◆ WHAT IS NEEDED:
Pull out every line in the rows below that contains the word "blue".

◆ DATASET ROWS:

— BEGIN —

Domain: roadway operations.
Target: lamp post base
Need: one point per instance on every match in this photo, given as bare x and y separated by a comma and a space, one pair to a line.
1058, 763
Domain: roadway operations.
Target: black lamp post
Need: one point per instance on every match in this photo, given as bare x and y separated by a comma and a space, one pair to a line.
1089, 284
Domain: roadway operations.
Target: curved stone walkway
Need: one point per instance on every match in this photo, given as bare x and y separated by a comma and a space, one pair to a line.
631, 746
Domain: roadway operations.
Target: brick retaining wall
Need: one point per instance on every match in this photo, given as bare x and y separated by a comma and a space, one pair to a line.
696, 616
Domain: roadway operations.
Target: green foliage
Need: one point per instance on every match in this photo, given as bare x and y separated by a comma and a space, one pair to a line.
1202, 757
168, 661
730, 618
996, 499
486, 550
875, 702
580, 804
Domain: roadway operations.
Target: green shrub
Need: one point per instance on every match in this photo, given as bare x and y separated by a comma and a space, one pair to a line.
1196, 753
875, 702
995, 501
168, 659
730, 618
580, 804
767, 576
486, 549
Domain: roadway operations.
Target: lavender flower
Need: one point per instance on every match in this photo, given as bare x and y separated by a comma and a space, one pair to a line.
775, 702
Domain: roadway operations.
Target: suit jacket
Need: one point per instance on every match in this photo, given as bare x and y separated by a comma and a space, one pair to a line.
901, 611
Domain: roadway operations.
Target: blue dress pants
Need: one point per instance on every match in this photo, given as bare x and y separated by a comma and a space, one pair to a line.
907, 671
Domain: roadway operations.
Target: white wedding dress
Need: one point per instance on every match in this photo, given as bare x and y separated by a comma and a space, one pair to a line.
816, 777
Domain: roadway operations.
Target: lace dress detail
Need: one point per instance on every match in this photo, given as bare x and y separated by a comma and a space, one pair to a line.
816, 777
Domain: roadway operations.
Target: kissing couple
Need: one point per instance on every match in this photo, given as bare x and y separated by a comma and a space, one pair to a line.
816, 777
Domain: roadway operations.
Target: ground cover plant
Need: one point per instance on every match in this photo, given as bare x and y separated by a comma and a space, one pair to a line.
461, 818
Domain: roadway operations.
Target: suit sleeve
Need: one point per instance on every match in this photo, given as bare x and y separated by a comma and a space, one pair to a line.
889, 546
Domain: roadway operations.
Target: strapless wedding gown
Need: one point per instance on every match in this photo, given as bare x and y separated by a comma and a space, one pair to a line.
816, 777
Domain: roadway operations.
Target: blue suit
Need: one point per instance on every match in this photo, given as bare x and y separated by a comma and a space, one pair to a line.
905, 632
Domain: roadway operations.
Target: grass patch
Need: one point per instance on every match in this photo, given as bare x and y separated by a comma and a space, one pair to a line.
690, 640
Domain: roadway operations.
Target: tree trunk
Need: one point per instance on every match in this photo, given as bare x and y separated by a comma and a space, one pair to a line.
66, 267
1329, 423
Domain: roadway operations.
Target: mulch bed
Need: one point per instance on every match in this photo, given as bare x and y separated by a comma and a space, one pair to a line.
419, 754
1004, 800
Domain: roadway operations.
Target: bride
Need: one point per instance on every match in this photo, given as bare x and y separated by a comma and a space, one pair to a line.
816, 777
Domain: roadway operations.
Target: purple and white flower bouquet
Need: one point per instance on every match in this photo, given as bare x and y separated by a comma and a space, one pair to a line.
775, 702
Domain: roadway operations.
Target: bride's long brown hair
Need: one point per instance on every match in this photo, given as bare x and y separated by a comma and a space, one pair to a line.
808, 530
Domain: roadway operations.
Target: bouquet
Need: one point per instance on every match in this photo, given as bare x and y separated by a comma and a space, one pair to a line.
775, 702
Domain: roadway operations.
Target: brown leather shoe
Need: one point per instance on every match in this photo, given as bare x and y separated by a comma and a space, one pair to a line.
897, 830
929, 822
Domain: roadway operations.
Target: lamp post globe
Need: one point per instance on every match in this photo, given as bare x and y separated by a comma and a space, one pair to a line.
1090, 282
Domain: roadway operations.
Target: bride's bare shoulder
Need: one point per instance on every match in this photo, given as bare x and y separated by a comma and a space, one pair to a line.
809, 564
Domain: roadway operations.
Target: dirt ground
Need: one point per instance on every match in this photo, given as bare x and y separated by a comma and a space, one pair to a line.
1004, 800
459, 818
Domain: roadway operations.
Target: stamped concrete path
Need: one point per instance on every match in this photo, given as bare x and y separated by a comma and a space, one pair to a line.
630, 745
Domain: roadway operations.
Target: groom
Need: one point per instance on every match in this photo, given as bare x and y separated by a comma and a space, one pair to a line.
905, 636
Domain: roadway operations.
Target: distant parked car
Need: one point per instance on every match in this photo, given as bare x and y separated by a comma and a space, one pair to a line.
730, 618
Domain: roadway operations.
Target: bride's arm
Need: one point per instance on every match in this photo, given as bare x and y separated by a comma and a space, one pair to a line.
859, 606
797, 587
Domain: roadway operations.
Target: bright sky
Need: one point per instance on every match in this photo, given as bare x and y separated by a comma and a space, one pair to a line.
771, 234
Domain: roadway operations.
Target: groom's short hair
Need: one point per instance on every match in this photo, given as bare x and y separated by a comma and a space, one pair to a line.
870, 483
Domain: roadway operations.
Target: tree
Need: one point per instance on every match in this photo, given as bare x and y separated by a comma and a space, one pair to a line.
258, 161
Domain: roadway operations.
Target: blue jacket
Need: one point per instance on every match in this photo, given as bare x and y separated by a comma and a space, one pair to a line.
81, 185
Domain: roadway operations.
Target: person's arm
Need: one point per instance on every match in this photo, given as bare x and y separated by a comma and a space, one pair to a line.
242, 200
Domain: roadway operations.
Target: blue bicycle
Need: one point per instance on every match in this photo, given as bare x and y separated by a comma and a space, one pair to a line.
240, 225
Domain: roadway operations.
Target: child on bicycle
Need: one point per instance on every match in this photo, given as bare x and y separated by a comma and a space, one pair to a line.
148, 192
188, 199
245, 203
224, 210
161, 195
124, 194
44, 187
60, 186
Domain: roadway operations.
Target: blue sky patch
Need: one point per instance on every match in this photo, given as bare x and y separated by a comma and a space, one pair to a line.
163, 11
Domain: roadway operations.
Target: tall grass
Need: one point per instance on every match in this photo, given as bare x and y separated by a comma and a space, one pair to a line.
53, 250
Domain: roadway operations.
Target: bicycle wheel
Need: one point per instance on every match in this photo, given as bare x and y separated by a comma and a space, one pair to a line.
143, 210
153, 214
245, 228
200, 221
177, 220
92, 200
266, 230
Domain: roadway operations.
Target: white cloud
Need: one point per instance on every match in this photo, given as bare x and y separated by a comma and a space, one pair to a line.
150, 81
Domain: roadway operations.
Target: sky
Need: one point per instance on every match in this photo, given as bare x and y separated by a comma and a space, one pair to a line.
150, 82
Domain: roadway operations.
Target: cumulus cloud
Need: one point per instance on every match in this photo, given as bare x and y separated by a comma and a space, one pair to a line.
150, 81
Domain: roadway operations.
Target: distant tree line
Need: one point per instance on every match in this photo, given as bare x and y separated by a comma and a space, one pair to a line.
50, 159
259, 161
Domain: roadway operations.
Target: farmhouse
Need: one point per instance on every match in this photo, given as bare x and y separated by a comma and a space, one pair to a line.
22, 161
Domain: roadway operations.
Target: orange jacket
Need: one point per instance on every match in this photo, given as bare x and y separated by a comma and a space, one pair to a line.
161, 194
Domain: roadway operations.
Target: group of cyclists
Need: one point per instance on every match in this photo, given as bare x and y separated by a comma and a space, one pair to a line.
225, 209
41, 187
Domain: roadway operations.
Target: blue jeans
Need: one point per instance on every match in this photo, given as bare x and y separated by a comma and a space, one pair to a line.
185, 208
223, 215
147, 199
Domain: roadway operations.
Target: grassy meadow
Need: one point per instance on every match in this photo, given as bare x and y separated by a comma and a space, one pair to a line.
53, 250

— END —

◆ CORRECT OUTPUT:
Target: blue dress pants
Target: blue suit
Target: blue jacket
Target: blue bicycle
Target: blue sky patch
Target: blue jeans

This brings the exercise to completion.